*Assignment*. Repeat verbatim, and only, the lines of the data below, beginning at the line that contains "Target: black camera" and stopping after the line that contains "Place one marker on each instance of the wooden nightstand.".

*Stored records*.
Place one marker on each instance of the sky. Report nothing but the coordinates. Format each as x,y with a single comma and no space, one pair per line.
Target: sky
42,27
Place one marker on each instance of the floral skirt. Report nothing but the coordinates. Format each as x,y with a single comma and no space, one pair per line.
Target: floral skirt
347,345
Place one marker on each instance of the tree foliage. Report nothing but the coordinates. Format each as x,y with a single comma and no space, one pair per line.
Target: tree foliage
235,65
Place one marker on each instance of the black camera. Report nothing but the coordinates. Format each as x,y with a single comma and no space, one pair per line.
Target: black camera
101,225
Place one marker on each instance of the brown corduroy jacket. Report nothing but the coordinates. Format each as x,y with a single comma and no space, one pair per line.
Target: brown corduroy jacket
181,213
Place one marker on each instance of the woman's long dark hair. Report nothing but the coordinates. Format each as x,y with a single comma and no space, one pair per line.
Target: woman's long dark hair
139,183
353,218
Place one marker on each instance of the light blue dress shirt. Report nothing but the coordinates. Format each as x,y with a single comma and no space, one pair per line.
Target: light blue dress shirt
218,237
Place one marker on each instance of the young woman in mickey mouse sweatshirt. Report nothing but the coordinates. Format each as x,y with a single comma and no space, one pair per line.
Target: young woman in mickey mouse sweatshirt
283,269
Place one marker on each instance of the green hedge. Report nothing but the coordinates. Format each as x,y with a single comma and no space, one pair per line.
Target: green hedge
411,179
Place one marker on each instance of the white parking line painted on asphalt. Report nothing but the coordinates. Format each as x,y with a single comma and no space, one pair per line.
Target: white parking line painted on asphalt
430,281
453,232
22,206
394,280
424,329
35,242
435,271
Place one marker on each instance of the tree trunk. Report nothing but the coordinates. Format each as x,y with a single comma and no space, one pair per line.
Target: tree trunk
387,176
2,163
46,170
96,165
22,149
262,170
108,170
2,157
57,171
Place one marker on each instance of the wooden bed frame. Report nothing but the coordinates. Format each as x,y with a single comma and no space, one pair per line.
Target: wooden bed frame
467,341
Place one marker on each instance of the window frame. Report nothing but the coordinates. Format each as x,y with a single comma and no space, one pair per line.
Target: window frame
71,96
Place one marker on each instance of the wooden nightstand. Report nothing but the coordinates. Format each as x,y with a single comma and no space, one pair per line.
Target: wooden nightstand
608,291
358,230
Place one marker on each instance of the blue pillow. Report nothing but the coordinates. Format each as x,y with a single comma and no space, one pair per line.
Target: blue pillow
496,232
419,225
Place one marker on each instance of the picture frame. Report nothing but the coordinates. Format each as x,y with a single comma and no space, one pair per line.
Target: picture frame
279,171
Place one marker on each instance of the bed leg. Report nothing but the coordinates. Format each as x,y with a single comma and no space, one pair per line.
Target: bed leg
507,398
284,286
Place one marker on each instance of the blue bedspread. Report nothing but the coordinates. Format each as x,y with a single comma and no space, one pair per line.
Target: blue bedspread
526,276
...
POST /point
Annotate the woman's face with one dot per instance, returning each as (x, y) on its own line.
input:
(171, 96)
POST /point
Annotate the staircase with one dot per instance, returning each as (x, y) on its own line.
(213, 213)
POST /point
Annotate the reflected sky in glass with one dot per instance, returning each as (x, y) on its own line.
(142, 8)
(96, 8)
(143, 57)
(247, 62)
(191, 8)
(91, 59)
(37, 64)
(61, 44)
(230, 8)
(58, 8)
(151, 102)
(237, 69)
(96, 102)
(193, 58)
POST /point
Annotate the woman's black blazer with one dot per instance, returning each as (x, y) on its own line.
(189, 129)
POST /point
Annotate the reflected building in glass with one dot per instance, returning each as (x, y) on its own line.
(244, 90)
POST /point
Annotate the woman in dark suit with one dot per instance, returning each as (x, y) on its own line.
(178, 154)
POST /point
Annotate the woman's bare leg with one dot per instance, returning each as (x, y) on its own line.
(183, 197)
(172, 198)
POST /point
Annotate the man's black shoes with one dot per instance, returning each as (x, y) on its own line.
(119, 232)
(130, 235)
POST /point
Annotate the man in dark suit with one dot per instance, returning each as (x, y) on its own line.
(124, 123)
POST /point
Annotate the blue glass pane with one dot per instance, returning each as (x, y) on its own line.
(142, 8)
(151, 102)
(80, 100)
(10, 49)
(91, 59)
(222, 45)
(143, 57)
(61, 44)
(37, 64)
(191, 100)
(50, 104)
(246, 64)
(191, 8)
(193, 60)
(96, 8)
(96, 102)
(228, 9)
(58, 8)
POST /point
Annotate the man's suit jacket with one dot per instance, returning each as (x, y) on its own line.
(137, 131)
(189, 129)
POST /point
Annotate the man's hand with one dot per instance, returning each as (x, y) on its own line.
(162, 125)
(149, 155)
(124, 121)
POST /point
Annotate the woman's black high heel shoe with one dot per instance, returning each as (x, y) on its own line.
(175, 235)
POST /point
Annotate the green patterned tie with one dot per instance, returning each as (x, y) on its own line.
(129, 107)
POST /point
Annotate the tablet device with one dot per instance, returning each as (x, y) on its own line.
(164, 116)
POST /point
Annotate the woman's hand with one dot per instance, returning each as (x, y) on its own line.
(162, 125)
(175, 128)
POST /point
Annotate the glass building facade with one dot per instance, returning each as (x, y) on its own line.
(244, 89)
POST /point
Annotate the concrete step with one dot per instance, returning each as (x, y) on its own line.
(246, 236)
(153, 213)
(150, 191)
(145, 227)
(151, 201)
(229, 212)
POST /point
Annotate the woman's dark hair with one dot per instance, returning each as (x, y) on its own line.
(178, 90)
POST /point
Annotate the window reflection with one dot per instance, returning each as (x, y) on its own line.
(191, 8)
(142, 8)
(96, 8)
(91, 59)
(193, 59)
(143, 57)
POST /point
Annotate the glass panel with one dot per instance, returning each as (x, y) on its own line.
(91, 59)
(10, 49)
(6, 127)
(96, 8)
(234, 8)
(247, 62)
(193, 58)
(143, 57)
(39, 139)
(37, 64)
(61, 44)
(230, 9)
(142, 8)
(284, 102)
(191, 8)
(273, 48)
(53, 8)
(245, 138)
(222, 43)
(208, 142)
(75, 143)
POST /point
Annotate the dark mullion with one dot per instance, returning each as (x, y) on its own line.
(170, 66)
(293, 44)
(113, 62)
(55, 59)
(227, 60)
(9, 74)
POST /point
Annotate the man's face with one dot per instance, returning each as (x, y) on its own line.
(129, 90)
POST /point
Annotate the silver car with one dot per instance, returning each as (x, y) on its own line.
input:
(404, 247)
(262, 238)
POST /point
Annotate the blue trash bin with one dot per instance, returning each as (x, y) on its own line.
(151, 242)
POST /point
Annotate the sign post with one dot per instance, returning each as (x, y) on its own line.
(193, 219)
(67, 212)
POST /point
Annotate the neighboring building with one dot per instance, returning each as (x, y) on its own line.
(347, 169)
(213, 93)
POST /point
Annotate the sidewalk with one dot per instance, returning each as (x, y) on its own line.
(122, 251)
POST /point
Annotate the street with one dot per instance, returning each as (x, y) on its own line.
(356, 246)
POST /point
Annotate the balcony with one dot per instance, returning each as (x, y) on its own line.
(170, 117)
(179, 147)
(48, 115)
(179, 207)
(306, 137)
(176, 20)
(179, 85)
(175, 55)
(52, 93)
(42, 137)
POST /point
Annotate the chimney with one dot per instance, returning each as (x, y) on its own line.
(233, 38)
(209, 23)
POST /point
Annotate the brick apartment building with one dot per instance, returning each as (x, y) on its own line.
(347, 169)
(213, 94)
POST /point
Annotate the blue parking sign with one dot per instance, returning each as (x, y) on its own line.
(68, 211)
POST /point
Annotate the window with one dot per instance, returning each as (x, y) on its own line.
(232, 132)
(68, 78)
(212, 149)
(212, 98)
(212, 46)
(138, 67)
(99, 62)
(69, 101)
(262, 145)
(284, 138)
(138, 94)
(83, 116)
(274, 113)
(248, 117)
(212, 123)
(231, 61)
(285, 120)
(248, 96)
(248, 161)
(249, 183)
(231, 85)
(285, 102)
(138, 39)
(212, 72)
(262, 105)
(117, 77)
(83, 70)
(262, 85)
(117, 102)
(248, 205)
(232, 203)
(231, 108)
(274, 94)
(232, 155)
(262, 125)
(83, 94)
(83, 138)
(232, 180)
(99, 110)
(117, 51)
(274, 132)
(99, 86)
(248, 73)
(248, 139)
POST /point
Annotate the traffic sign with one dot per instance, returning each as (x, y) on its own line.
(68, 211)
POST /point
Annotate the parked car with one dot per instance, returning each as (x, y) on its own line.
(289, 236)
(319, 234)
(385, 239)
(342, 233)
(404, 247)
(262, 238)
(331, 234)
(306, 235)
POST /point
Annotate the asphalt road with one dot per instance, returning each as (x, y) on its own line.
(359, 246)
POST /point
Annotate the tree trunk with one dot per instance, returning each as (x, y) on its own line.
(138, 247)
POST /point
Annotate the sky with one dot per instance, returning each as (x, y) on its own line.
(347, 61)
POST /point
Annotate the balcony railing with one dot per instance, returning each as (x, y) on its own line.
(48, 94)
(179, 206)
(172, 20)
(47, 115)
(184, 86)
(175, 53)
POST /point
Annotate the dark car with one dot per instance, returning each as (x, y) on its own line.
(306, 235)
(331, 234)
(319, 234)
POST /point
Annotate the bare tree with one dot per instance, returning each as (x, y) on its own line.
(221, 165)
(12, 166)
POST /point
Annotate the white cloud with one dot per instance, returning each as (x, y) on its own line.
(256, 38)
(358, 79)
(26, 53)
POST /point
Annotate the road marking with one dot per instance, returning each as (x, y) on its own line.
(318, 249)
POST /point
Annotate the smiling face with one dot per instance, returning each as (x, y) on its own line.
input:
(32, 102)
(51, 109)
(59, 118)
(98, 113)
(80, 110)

*Exercise output*.
Target: black camera
101,225
Place one marker on each instance of the brown corduroy jacket. Report nothing but the coordinates. Format each as x,y with a single comma and no space, one pair per line.
Target: brown corduroy jacket
181,213
Place one marker on each instance of the woman's long dark hair. Report nothing but the coordinates. Format each as x,y with a single comma and no space, one pair per line.
Target: woman's long dark hair
139,183
353,218
Place one marker on each instance of the light blue dress shirt. Report nothing but the coordinates. Format each as x,y with a single comma and no space, one pair per line.
Target: light blue dress shirt
218,237
Place one marker on each instance of the young woman in mickey mouse sweatshirt. Report nothing but the coordinates. Format each as x,y with a single comma and no space, one pair per line.
Target: young woman in mickey mouse sweatshirt
283,269
Place one marker on each instance of the green hedge. Report nothing but the coordinates. Format each as x,y with a single comma and no space, one pair per line.
Target: green hedge
411,179
Place one marker on each instance of the white parking line painted on asphalt. Report nothing but the coordinates. Format each as x,y with a single comma and no space, one pair per line.
Target: white parking line painted on asphalt
430,281
453,232
22,206
394,280
424,329
35,242
435,271
Place one marker on each instance of the tree trunk. Report nothing but the coordinates. Format each as x,y with a single comma and no space, one pair per line.
Target: tree trunk
387,176
2,163
46,170
96,165
22,149
262,170
108,170
2,157
57,171
Place one marker on each instance of the wooden bed frame. Report nothing but the coordinates. Format each as x,y with a single comma and no space, one pair per line.
Target: wooden bed frame
467,341
Place one marker on each instance of the window frame. Report nothing but the coordinates. Format each as x,y with a single comma and no space, one pair per line.
Target: window frame
71,96
Place one marker on each instance of the wooden nightstand. Report nothing but the coordinates. Format each as x,y with a single comma and no space, one pair per line.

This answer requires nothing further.